◆ Do this
Reproduce word for word the lines of data from the one containing "Pinpoint red taillight here." through the one containing "xmin=684 ymin=563 xmax=709 ymax=613", including both of those lines.

::::

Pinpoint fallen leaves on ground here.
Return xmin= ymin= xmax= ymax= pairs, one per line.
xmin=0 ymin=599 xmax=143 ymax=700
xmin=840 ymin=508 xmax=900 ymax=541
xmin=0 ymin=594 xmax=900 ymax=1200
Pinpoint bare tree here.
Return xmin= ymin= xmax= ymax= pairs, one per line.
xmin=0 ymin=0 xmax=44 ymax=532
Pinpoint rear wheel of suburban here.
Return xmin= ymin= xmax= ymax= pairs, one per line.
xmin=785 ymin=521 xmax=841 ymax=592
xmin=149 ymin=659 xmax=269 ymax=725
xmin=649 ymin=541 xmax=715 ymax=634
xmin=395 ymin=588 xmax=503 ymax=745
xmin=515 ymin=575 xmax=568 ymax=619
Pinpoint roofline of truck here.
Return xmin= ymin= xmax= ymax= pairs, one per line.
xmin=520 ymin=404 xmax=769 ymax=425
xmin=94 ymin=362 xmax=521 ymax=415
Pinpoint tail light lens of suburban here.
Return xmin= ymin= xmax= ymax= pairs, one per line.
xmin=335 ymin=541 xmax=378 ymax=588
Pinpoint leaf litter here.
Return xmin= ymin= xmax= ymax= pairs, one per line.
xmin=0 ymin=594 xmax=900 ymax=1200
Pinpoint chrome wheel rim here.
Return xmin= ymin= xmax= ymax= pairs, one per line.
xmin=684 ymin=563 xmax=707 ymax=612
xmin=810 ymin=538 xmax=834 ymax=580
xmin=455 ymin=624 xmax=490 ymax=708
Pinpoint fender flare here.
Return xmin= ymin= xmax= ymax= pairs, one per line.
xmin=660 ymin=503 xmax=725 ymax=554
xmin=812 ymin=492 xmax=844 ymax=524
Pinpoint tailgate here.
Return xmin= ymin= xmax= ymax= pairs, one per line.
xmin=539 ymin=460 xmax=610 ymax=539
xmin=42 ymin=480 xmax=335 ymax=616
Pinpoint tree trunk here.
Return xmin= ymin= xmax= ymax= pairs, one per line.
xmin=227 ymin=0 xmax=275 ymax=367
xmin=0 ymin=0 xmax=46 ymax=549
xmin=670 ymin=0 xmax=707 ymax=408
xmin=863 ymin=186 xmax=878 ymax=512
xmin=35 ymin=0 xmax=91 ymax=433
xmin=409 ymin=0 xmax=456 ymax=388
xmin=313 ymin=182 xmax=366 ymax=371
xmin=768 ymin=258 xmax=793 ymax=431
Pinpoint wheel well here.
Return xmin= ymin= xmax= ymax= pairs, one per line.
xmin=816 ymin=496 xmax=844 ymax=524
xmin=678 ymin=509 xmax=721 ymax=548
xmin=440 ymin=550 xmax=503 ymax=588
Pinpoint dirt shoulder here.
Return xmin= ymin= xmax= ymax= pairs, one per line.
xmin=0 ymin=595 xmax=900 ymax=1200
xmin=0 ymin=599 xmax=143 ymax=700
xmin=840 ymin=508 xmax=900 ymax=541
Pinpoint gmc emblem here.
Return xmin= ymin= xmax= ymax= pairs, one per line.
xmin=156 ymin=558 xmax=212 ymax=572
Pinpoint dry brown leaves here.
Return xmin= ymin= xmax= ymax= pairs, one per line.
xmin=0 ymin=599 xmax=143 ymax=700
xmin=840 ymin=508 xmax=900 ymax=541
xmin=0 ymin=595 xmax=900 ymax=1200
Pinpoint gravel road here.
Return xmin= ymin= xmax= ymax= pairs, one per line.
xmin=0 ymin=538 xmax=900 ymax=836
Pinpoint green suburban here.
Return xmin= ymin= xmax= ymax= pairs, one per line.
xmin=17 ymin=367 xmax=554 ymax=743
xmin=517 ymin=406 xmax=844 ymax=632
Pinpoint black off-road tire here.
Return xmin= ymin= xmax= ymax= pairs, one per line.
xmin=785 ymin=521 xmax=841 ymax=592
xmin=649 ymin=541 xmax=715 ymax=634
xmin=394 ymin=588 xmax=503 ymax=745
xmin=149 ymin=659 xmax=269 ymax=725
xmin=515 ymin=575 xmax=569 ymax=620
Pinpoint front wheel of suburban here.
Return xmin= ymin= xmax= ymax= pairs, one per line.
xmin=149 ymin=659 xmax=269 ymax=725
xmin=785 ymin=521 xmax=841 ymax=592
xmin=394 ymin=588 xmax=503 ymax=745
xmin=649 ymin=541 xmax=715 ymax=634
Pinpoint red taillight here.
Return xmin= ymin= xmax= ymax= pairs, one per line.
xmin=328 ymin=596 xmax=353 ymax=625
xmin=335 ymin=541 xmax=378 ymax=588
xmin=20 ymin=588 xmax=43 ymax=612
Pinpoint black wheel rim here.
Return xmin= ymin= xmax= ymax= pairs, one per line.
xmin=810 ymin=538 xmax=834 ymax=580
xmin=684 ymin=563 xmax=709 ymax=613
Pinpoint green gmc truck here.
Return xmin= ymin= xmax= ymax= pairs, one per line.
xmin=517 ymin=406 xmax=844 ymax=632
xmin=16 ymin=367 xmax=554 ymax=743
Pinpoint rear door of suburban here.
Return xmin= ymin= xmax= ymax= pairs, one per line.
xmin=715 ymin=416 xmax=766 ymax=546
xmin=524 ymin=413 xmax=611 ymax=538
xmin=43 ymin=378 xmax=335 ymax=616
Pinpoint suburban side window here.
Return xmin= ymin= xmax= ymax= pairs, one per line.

::::

◆ Exercise answer
Pinpoint red taillight here.
Return xmin= ymin= xmax= ymax= pairs, one per line.
xmin=328 ymin=596 xmax=353 ymax=625
xmin=335 ymin=541 xmax=378 ymax=588
xmin=20 ymin=588 xmax=43 ymax=612
Pinpoint black wheel rim here.
Return xmin= ymin= xmax= ymax= pairs, one per line.
xmin=810 ymin=538 xmax=834 ymax=580
xmin=684 ymin=563 xmax=709 ymax=613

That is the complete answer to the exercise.